[EXERCISE INSTRUCTIONS] Every entry in the following data should be output exactly.

────────

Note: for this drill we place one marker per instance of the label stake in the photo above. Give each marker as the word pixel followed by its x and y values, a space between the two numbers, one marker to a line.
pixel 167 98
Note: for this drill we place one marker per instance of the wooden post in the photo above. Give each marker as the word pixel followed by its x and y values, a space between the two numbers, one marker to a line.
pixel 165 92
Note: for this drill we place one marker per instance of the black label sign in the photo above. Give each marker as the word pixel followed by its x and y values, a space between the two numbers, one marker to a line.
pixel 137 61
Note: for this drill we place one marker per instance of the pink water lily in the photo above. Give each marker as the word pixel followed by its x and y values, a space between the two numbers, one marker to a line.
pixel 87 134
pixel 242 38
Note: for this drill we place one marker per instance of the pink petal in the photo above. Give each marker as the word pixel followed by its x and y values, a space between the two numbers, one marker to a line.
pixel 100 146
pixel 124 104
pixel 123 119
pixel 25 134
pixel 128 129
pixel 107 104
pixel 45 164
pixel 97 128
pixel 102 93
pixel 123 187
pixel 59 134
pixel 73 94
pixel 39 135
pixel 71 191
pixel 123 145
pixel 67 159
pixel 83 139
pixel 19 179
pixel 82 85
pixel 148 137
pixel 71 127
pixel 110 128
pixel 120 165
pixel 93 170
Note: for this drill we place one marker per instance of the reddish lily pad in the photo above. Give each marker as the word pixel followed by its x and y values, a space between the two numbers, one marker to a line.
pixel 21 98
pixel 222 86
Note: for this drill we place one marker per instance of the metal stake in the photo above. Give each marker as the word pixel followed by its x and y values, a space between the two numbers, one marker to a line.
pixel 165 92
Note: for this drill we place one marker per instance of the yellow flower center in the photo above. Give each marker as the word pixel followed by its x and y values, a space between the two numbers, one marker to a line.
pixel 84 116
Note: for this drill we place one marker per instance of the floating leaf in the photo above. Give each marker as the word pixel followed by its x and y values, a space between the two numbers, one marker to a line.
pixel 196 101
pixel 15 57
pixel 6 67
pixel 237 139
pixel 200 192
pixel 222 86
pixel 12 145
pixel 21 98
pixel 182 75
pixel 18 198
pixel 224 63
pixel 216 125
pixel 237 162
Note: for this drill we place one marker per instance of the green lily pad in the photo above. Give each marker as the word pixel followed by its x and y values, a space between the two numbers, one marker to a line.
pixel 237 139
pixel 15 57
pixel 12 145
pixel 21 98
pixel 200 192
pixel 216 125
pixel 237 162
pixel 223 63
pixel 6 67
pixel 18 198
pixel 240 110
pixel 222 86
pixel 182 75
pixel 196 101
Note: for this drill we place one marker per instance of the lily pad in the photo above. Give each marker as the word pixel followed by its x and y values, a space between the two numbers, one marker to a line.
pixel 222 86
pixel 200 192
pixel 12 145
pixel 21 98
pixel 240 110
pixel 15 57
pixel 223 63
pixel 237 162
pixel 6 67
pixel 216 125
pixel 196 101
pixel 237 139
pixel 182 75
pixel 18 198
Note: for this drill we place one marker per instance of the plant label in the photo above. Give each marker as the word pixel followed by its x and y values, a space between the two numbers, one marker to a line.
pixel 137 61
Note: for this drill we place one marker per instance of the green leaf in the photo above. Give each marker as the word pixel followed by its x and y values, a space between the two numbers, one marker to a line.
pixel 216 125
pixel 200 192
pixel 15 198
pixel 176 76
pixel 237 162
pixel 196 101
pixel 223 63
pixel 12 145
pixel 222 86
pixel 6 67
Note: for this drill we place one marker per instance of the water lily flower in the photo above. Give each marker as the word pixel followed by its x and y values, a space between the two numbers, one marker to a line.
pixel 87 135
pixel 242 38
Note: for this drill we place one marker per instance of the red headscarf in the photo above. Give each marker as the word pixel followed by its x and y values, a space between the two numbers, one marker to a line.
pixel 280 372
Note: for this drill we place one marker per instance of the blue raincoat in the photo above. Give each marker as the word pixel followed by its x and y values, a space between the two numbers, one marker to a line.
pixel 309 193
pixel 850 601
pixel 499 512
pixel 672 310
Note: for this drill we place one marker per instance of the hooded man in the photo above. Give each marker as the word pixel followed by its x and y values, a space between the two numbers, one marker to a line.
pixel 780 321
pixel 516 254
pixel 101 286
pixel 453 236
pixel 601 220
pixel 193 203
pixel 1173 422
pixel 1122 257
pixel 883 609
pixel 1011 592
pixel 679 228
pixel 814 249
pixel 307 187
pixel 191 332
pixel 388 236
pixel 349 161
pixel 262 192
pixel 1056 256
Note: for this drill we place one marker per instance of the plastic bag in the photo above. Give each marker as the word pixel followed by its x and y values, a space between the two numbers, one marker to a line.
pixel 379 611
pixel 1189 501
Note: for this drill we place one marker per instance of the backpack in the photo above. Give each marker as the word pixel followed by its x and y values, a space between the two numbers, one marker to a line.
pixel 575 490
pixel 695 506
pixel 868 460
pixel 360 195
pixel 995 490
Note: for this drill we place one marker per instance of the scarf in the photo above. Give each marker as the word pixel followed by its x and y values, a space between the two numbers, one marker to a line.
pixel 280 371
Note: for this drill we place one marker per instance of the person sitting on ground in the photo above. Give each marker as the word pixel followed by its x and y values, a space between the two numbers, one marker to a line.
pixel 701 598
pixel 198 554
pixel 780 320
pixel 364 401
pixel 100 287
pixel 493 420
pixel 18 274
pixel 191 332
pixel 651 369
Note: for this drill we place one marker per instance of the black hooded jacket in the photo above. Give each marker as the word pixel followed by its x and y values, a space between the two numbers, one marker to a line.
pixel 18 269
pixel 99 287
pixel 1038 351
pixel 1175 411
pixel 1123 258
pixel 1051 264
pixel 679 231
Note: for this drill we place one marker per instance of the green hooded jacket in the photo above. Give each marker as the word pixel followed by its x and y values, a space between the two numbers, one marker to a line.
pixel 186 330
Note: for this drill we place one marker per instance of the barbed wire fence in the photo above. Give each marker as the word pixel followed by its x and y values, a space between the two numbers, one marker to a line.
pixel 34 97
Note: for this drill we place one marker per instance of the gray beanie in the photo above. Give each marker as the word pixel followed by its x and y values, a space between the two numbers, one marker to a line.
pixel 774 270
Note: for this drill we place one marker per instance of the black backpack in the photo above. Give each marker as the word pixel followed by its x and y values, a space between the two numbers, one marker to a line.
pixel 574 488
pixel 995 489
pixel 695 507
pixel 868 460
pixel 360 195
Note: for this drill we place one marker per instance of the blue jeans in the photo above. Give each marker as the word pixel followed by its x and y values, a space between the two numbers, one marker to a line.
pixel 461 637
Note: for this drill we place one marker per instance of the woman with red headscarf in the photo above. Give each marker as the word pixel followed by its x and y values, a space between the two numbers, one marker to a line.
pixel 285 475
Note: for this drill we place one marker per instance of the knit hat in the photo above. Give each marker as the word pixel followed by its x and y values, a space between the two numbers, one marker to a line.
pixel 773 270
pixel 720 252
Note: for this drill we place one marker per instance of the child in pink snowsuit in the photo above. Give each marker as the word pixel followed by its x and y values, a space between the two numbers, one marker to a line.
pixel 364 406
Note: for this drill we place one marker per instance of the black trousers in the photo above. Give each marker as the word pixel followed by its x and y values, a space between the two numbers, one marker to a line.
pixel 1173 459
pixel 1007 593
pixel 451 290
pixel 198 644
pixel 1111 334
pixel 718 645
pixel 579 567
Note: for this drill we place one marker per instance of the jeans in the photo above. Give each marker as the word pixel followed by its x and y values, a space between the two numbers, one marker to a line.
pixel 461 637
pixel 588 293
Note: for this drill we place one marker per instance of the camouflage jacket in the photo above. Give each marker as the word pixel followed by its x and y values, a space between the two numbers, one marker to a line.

────────

[ANSWER TO THIS PROBLEM]
Note: for this drill we place one marker per instance of the label stake in the photo above. Give each marker as the word pixel followed by its x and y values, a space between the two numbers, one marker to a line.
pixel 167 98
Note: for this drill we place one marker per instance of the wooden post in the photo above. Give each marker as the word pixel followed by its x and y values, a space between the two numbers, one marker to a line.
pixel 165 92
Note: for this drill we place one marker per instance of the black label sign in the photo above. Give each marker as the word pixel followed by its x and y values, a space between the two numbers, one marker to a line.
pixel 137 61
Note: for this drill we place one marker per instance of the pink water lily in the photo above. Give each marker as the word pixel followed by its x and y values, a space between the two numbers, one marker to a line.
pixel 87 134
pixel 242 38
Note: for this drill we place one marker per instance of the pink petal in the photo above. Give each marker as the word pixel followed by its x and y values, a space between the two numbers, one marker to a line.
pixel 100 146
pixel 124 104
pixel 123 119
pixel 25 134
pixel 128 129
pixel 107 104
pixel 45 164
pixel 97 128
pixel 102 93
pixel 123 187
pixel 59 134
pixel 73 94
pixel 39 135
pixel 71 191
pixel 123 145
pixel 67 159
pixel 83 139
pixel 19 179
pixel 82 85
pixel 148 137
pixel 71 127
pixel 110 128
pixel 120 165
pixel 93 170
Note: for this drill we place one marker per instance of the reddish lily pad in the photo above. Give each marker as the word pixel followed by its x and y values, a space between the two numbers, one marker to a line.
pixel 21 98
pixel 222 86
Note: for this drill we place one marker per instance of the metal stake in the photo above. Give each marker as the word pixel followed by its x and y values, a space between the two numbers, one marker to a line.
pixel 165 92
Note: for this drill we place one marker per instance of the yellow flower center in the photo above. Give each marker as the word pixel followed by its x and y values, a space between the two numbers, one marker to a line.
pixel 84 116
Note: for this drill we place one marker per instance of the floating leaf in the photo above. Give each marker as the word pixel followed by its x and y values, a space between the two numbers, one marker to a line.
pixel 196 101
pixel 15 57
pixel 6 67
pixel 237 139
pixel 200 192
pixel 222 86
pixel 12 145
pixel 21 98
pixel 182 75
pixel 18 198
pixel 224 63
pixel 216 125
pixel 237 162
Note: for this drill we place one marker per instance of the green lily pad in the photo above. Give each marker as the word pixel followed by its x and y values, a space between the two numbers, one marker to a line.
pixel 237 139
pixel 15 57
pixel 12 145
pixel 21 98
pixel 200 192
pixel 216 125
pixel 237 162
pixel 223 63
pixel 6 67
pixel 18 198
pixel 240 110
pixel 222 86
pixel 182 75
pixel 196 101
Note: for this drill we place one marker per instance of the lily pad in the photo above. Give each marker as the word pixel followed by its x and y values, a space between the two numbers, one marker to a line.
pixel 222 86
pixel 200 192
pixel 12 145
pixel 21 98
pixel 240 110
pixel 15 57
pixel 223 63
pixel 237 162
pixel 6 67
pixel 216 125
pixel 196 101
pixel 237 139
pixel 182 75
pixel 18 198
Note: for this drill we place one marker per instance of the plant label in the photo above. Give each marker as the word pixel followed by its x and y values, a space between the two numbers, one marker to a line.
pixel 137 61
Note: for this drill we place one marker per instance of the green leaf in the photo above. Give each marker as the word pixel followed by its x and y values, a space between the two numbers, one marker to a line.
pixel 216 125
pixel 200 192
pixel 15 198
pixel 176 76
pixel 237 162
pixel 196 101
pixel 223 63
pixel 12 145
pixel 222 86
pixel 6 67
Note: for this drill we place one marker per instance of the water lily flower in the photo above. Give each marker as the word pixel followed by its x and y values, a space between the two numbers, one marker to a line.
pixel 87 135
pixel 242 38
Note: for this drill we place one marker per instance of the red headscarf in the photo above. Give each marker as the word pixel followed by its x and y values, a space between the two numbers, one marker to a line.
pixel 280 372
Note: for this drill we place one marker per instance of the blue raincoat in the photo above. Give each marker as the word pixel followed by its x and y values, a space between the two numbers, one marker to a line.
pixel 309 193
pixel 850 601
pixel 499 512
pixel 672 310
Note: for this drill we place one marker per instance of the hooded man in the photo above. Give each marker as the word pixel followed by its x and y values, a space between the two numbers, one marker to a line.
pixel 780 321
pixel 516 254
pixel 101 286
pixel 453 236
pixel 601 220
pixel 193 203
pixel 1173 422
pixel 1122 257
pixel 883 609
pixel 1011 592
pixel 679 228
pixel 814 249
pixel 307 187
pixel 191 332
pixel 388 236
pixel 349 161
pixel 262 192
pixel 1056 256
Note: for this drill we place one marker per instance of the plastic bag in the photo above. Give each marker as the word pixel followed by its x and y values, a space between the two numbers, one marker to a line.
pixel 379 611
pixel 1189 501
Note: for this drill we place one marker per instance of the backpack in the photo above. Give each marker as the word pixel followed by its x and y values, a space between the two numbers, one marker to a line.
pixel 575 490
pixel 695 506
pixel 868 460
pixel 360 195
pixel 995 490
Note: for this drill we place one marker per instance of the scarf in the photo above. Give each marker as the word pixel followed by its x and y values, a space between the two numbers, one marker to a line.
pixel 280 371
Note: for this drill we place one marker per instance of the person sitting on ground in the photo above. Give each marker as the word pixel followed by its x and y values, a space between the two numbers, one marker to a line.
pixel 701 598
pixel 198 554
pixel 780 320
pixel 364 401
pixel 100 287
pixel 493 420
pixel 18 274
pixel 191 332
pixel 651 369
Note: for this drill we place one marker per instance of the black hooded jacket in the photo above. Give each marker as the word pixel followed by its x and y values, a space between the two numbers, one marker to a line.
pixel 18 269
pixel 99 287
pixel 1038 351
pixel 1175 411
pixel 1123 258
pixel 1051 264
pixel 679 231
Note: for this drill we place one marker per instance of the green hooded jacket in the photo above. Give each marker as the word pixel followed by its x and y values, a space between the two numbers, one marker to a line.
pixel 186 330
Note: for this drill we place one marker per instance of the barbed wire fence in the photo above. Give each marker as the word pixel followed by its x and y values, a space between the two numbers, one marker to a line.
pixel 34 97
Note: for this drill we place one marker per instance of the gray beanie in the photo above. Give each marker as the word pixel followed by its x and y values, a space between the two numbers, one marker to a line.
pixel 774 270
Note: for this drill we place one marker per instance of the black backpack in the photo above. Give each marker as the word pixel followed by its x and y values, a space between the two numbers, one marker to a line.
pixel 574 488
pixel 995 489
pixel 695 507
pixel 868 460
pixel 360 195
Note: for this drill we place one marker per instance of the blue jeans in the photo above. Give each marker as the word pixel followed by its x and y values, a space between the two numbers, one marker to a line.
pixel 461 637
Note: for this drill we place one marker per instance of the woman with red headscarf in the photo above. Give each marker as the word pixel followed by its x and y values, a space between the two numbers, one marker to a line.
pixel 285 475
Note: for this drill we place one marker per instance of the knit hat in the photo above. Give each marker as the word pixel followed by its x and y values, a space between the two numbers, one marker to a line.
pixel 773 270
pixel 720 252
Note: for this drill we place one marker per instance of the child in pink snowsuit in the photo above. Give each marker as the word pixel followed by its x and y values, a space between the two numbers, one marker to a line.
pixel 364 406
Note: for this drill we place one marker per instance of the black trousers in the photo above. Give each marker as the word pixel followed by its x and y values, a space between the two numbers, one marker to a line.
pixel 1173 459
pixel 1007 593
pixel 451 290
pixel 198 644
pixel 1111 334
pixel 718 645
pixel 579 567
Note: for this drill we place one marker per instance of the jeans in the photo above. Give each marker as the word pixel followed by its x and y values, a space between the two numbers, one marker to a line.
pixel 461 637
pixel 588 293
Note: for this drill we place one marker per instance of the camouflage jacket in the photo above. Give each marker as the word pixel followed by its x and y values, a space between the two numbers, one marker to a line.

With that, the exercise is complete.